Saved data entries:
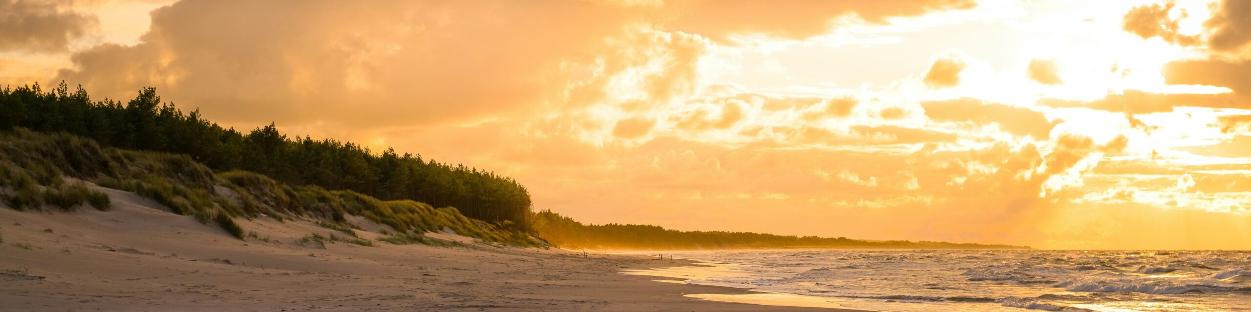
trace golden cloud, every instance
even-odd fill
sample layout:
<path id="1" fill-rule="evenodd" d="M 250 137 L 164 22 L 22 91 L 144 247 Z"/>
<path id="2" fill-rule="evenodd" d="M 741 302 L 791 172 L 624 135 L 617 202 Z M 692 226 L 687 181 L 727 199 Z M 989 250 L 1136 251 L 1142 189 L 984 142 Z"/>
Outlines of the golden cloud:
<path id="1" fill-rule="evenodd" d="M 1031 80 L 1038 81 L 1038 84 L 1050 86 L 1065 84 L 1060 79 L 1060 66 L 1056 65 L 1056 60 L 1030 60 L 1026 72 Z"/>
---
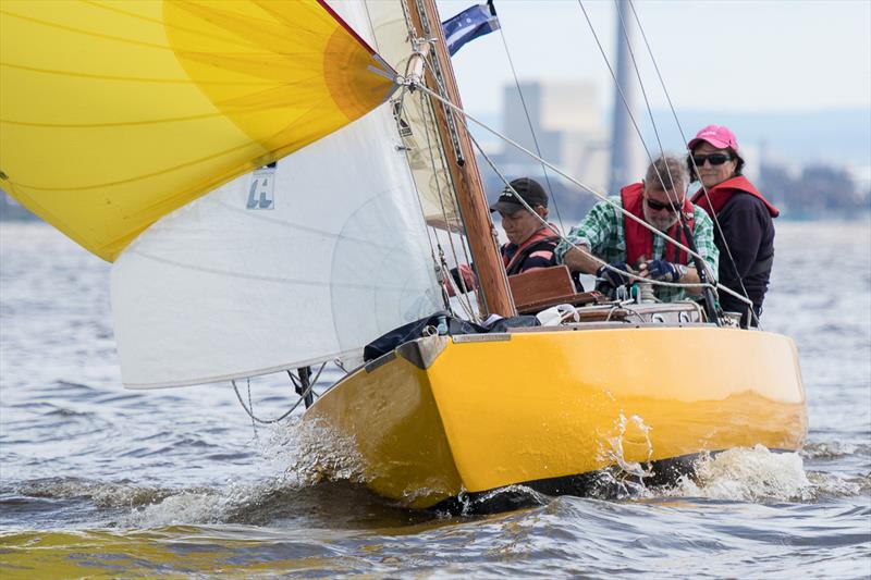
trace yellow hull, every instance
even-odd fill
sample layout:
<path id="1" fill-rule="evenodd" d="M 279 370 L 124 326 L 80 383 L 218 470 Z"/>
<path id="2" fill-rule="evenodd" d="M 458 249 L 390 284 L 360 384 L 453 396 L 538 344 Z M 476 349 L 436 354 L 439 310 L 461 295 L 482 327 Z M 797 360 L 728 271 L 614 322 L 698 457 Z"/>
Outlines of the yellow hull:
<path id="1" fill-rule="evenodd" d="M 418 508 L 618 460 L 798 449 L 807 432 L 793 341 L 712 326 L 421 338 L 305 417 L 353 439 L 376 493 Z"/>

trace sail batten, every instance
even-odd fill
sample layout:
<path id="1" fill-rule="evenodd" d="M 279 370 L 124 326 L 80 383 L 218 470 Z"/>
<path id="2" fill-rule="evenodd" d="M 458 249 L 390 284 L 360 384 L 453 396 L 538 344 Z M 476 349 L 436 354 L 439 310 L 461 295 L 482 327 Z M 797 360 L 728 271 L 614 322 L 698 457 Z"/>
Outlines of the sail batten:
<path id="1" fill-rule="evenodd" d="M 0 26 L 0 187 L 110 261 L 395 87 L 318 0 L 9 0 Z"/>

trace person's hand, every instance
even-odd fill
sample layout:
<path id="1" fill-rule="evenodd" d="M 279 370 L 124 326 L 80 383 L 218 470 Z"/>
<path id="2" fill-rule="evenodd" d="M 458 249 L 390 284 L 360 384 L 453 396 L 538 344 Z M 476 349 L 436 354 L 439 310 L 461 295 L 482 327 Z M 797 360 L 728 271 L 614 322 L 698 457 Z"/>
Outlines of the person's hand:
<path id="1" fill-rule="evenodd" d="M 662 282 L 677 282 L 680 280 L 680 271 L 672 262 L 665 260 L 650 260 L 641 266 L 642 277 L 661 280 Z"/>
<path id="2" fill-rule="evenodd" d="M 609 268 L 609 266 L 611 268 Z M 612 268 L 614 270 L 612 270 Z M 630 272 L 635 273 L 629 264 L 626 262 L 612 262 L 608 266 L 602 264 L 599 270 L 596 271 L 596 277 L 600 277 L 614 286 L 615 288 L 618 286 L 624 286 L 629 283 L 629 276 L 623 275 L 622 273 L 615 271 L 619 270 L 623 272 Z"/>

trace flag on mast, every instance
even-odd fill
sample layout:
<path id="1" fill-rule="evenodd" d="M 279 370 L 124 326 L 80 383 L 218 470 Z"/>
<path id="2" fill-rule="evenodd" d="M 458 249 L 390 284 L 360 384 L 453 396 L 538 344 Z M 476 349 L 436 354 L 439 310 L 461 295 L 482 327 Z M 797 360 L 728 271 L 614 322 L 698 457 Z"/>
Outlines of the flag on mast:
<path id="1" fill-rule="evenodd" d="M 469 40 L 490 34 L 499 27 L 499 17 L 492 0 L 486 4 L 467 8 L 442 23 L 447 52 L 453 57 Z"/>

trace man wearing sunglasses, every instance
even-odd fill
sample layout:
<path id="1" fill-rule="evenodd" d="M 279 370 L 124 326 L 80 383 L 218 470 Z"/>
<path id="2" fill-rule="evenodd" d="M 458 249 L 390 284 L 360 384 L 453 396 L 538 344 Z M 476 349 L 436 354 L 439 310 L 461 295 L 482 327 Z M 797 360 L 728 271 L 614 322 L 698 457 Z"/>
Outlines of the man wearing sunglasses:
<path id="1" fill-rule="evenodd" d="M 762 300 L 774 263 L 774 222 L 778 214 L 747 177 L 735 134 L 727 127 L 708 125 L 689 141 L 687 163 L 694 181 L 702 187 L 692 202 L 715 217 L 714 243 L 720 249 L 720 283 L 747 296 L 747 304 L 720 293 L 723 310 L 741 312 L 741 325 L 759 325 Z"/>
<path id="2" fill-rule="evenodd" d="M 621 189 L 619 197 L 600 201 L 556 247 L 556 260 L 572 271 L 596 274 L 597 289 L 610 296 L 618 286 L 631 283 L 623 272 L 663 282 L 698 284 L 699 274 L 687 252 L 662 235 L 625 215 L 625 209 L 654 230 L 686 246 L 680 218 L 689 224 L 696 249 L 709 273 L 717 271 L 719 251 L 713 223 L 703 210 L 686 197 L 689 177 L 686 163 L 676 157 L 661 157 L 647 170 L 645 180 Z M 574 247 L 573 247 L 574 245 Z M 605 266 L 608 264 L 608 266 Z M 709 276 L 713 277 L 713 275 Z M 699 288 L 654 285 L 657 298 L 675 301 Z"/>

Given exercise: Reproduce, without any change, the lines of the entries from the one containing "trace golden cloud, every instance" through the one containing "1031 80 L 1038", including both of those lines.

Completed exercise:
trace golden cloud, every instance
even-odd fill
sample layout:
<path id="1" fill-rule="evenodd" d="M 250 137 L 164 22 L 22 91 L 144 247 Z"/>
<path id="2" fill-rule="evenodd" d="M 741 302 L 791 172 L 624 135 L 617 202 Z M 692 226 L 687 181 L 727 199 Z M 989 250 L 1136 251 L 1142 189 L 984 142 Z"/>
Outlines of the golden cloud:
<path id="1" fill-rule="evenodd" d="M 1031 80 L 1038 81 L 1038 84 L 1050 86 L 1065 84 L 1060 79 L 1060 66 L 1056 65 L 1056 60 L 1030 60 L 1026 72 Z"/>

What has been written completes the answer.